## EXERCISE GOAL
Retype every line from the top of the entries down to the one with "det: boulder", both included, and skip the pictures.
*** Opening of SUPPLIED DATA ***
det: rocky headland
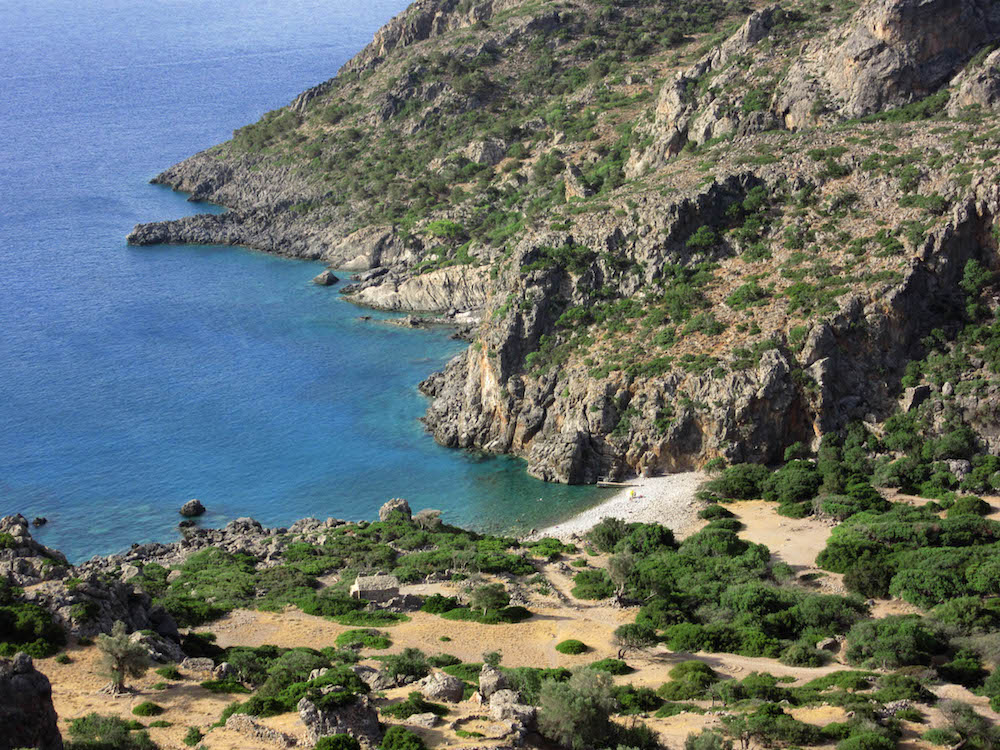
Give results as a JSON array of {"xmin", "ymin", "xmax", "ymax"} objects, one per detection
[{"xmin": 127, "ymin": 0, "xmax": 1000, "ymax": 485}]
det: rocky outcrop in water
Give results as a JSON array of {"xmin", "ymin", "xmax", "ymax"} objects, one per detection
[{"xmin": 0, "ymin": 653, "xmax": 63, "ymax": 750}]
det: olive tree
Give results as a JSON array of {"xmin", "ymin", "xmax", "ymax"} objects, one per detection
[{"xmin": 96, "ymin": 620, "xmax": 149, "ymax": 694}]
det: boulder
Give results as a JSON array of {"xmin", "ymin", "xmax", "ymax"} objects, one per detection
[
  {"xmin": 350, "ymin": 664, "xmax": 396, "ymax": 691},
  {"xmin": 213, "ymin": 662, "xmax": 236, "ymax": 681},
  {"xmin": 225, "ymin": 713, "xmax": 296, "ymax": 746},
  {"xmin": 408, "ymin": 712, "xmax": 440, "ymax": 728},
  {"xmin": 901, "ymin": 385, "xmax": 931, "ymax": 413},
  {"xmin": 464, "ymin": 137, "xmax": 507, "ymax": 166},
  {"xmin": 478, "ymin": 664, "xmax": 509, "ymax": 699},
  {"xmin": 180, "ymin": 657, "xmax": 215, "ymax": 673},
  {"xmin": 489, "ymin": 689, "xmax": 536, "ymax": 726},
  {"xmin": 0, "ymin": 653, "xmax": 63, "ymax": 750},
  {"xmin": 120, "ymin": 564, "xmax": 140, "ymax": 583},
  {"xmin": 313, "ymin": 270, "xmax": 340, "ymax": 286},
  {"xmin": 129, "ymin": 631, "xmax": 184, "ymax": 664},
  {"xmin": 179, "ymin": 499, "xmax": 205, "ymax": 517},
  {"xmin": 417, "ymin": 671, "xmax": 465, "ymax": 702},
  {"xmin": 298, "ymin": 694, "xmax": 381, "ymax": 748},
  {"xmin": 378, "ymin": 498, "xmax": 411, "ymax": 522},
  {"xmin": 31, "ymin": 517, "xmax": 47, "ymax": 527}
]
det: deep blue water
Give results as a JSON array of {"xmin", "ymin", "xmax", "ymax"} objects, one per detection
[{"xmin": 0, "ymin": 0, "xmax": 609, "ymax": 562}]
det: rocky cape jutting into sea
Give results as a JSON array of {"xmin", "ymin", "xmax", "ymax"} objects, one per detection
[{"xmin": 129, "ymin": 0, "xmax": 1000, "ymax": 483}]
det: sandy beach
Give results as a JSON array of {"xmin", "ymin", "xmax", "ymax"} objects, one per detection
[{"xmin": 529, "ymin": 471, "xmax": 706, "ymax": 541}]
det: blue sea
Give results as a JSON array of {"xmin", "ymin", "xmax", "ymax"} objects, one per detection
[{"xmin": 0, "ymin": 0, "xmax": 609, "ymax": 562}]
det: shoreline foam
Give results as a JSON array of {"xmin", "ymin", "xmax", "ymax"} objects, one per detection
[{"xmin": 527, "ymin": 471, "xmax": 706, "ymax": 541}]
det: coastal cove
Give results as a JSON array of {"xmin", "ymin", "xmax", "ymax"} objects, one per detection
[{"xmin": 0, "ymin": 0, "xmax": 610, "ymax": 563}]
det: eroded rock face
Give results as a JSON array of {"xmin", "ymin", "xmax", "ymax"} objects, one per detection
[
  {"xmin": 297, "ymin": 694, "xmax": 381, "ymax": 748},
  {"xmin": 342, "ymin": 265, "xmax": 490, "ymax": 313},
  {"xmin": 0, "ymin": 653, "xmax": 63, "ymax": 750},
  {"xmin": 778, "ymin": 0, "xmax": 1000, "ymax": 126},
  {"xmin": 949, "ymin": 49, "xmax": 1000, "ymax": 115}
]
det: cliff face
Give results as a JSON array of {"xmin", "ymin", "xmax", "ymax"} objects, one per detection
[{"xmin": 130, "ymin": 0, "xmax": 1000, "ymax": 482}]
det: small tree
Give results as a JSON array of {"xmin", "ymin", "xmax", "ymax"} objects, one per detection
[
  {"xmin": 96, "ymin": 620, "xmax": 149, "ymax": 694},
  {"xmin": 612, "ymin": 623, "xmax": 658, "ymax": 659},
  {"xmin": 469, "ymin": 584, "xmax": 509, "ymax": 618},
  {"xmin": 538, "ymin": 668, "xmax": 617, "ymax": 750},
  {"xmin": 607, "ymin": 551, "xmax": 636, "ymax": 597},
  {"xmin": 413, "ymin": 509, "xmax": 443, "ymax": 530}
]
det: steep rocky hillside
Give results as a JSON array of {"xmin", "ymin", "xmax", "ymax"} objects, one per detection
[{"xmin": 130, "ymin": 0, "xmax": 1000, "ymax": 483}]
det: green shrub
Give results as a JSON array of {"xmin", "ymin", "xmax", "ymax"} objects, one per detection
[
  {"xmin": 780, "ymin": 641, "xmax": 828, "ymax": 667},
  {"xmin": 922, "ymin": 728, "xmax": 961, "ymax": 746},
  {"xmin": 421, "ymin": 594, "xmax": 460, "ymax": 614},
  {"xmin": 538, "ymin": 669, "xmax": 618, "ymax": 750},
  {"xmin": 55, "ymin": 653, "xmax": 72, "ymax": 664},
  {"xmin": 589, "ymin": 658, "xmax": 632, "ymax": 674},
  {"xmin": 835, "ymin": 732, "xmax": 896, "ymax": 750},
  {"xmin": 845, "ymin": 616, "xmax": 947, "ymax": 669},
  {"xmin": 380, "ymin": 726, "xmax": 426, "ymax": 750},
  {"xmin": 334, "ymin": 629, "xmax": 391, "ymax": 650},
  {"xmin": 702, "ymin": 464, "xmax": 769, "ymax": 499},
  {"xmin": 555, "ymin": 639, "xmax": 588, "ymax": 655},
  {"xmin": 614, "ymin": 683, "xmax": 663, "ymax": 714},
  {"xmin": 199, "ymin": 679, "xmax": 249, "ymax": 694},
  {"xmin": 66, "ymin": 713, "xmax": 158, "ymax": 750},
  {"xmin": 949, "ymin": 496, "xmax": 992, "ymax": 517},
  {"xmin": 182, "ymin": 727, "xmax": 203, "ymax": 747},
  {"xmin": 571, "ymin": 570, "xmax": 614, "ymax": 600},
  {"xmin": 315, "ymin": 735, "xmax": 361, "ymax": 750},
  {"xmin": 154, "ymin": 666, "xmax": 181, "ymax": 680},
  {"xmin": 698, "ymin": 505, "xmax": 735, "ymax": 520},
  {"xmin": 132, "ymin": 702, "xmax": 164, "ymax": 717},
  {"xmin": 0, "ymin": 581, "xmax": 66, "ymax": 658},
  {"xmin": 381, "ymin": 691, "xmax": 448, "ymax": 719},
  {"xmin": 379, "ymin": 648, "xmax": 429, "ymax": 682}
]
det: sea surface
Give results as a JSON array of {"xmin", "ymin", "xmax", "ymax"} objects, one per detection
[{"xmin": 0, "ymin": 0, "xmax": 610, "ymax": 562}]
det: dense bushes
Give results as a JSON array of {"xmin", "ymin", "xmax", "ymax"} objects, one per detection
[
  {"xmin": 845, "ymin": 616, "xmax": 948, "ymax": 669},
  {"xmin": 65, "ymin": 714, "xmax": 158, "ymax": 750},
  {"xmin": 818, "ymin": 504, "xmax": 1000, "ymax": 606},
  {"xmin": 555, "ymin": 639, "xmax": 588, "ymax": 655},
  {"xmin": 571, "ymin": 569, "xmax": 615, "ymax": 600},
  {"xmin": 142, "ymin": 515, "xmax": 543, "ymax": 626},
  {"xmin": 334, "ymin": 629, "xmax": 391, "ymax": 650},
  {"xmin": 381, "ymin": 691, "xmax": 448, "ymax": 719},
  {"xmin": 0, "ymin": 579, "xmax": 65, "ymax": 657}
]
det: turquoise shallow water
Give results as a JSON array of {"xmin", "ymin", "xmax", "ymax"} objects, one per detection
[{"xmin": 0, "ymin": 0, "xmax": 609, "ymax": 562}]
*** Close of SUPPLIED DATA ***
## SOLUTION BELOW
det: rocky headland
Give results as a JSON array of {"xmin", "ymin", "xmax", "ymax"} objects, one per detection
[{"xmin": 127, "ymin": 0, "xmax": 1000, "ymax": 485}]
det: rocky outcrop in water
Give results as a JSON array of {"xmin", "ymin", "xmax", "ymax"} objects, one per detection
[{"xmin": 0, "ymin": 653, "xmax": 63, "ymax": 750}]
det: olive tree
Give results as a JSON array of {"xmin", "ymin", "xmax", "ymax"} objects, one per detection
[{"xmin": 96, "ymin": 620, "xmax": 149, "ymax": 694}]
det: boulder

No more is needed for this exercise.